===== Material for this task =====
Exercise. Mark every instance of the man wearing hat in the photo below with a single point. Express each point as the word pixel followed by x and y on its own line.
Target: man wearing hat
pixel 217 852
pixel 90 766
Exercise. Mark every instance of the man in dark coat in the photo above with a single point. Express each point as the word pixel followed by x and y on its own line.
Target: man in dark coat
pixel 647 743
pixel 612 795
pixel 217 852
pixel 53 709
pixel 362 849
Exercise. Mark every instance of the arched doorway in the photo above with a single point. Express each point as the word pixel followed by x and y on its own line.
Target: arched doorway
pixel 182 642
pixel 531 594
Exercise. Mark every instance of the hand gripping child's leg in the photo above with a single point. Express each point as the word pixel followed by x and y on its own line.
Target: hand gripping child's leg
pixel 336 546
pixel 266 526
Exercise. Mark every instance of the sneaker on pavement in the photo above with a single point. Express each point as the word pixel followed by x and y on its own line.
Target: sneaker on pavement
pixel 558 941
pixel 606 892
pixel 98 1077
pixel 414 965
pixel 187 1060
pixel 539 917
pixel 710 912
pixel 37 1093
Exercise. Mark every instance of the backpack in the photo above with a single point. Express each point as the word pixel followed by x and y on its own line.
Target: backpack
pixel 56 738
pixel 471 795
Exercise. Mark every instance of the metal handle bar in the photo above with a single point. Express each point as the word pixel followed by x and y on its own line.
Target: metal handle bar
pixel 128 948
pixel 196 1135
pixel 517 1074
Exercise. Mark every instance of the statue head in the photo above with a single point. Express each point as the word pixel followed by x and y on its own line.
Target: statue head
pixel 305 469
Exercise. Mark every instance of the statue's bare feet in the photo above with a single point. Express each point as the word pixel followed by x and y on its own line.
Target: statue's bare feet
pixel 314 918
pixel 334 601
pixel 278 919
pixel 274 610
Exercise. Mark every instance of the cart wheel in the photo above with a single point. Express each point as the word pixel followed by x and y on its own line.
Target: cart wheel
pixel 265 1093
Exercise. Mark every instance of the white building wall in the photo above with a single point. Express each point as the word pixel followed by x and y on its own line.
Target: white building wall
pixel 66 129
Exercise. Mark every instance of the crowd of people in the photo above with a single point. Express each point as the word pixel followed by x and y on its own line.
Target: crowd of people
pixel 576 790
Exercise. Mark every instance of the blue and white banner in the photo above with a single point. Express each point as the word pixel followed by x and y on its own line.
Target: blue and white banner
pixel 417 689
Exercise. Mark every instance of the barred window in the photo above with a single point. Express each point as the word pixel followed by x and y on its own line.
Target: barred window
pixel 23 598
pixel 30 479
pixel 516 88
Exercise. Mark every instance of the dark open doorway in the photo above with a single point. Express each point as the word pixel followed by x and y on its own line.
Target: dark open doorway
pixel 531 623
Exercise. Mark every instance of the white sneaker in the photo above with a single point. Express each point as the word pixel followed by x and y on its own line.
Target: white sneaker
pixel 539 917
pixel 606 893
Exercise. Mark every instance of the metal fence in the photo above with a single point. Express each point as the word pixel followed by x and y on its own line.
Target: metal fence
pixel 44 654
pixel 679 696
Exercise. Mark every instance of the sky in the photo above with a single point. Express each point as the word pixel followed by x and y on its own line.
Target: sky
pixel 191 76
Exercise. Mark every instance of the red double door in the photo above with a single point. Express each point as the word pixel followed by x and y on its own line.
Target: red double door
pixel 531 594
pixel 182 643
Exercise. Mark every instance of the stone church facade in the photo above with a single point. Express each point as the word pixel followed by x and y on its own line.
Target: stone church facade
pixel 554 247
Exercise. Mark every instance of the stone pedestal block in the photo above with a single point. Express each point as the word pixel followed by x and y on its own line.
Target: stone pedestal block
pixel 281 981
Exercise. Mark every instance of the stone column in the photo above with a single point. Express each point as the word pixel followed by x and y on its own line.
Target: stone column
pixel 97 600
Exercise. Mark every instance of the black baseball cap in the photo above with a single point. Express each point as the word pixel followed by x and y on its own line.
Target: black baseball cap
=====
_Task statement_
Render the stretch of the listing from the line containing "Exercise. Mark every instance of the white building" through the line containing "pixel 66 129" as a two-column CSV with the headers request and answer, one row per request. Put each request's text and its answer in a single quoted field each, with line breaks replaced by spaces.

_Task output_
request,answer
"Exercise. Mark every instance of the white building wall in the photo above with a single point. Express each point as the word pixel followed by x and y on its own line. Target: white building wall","pixel 66 129"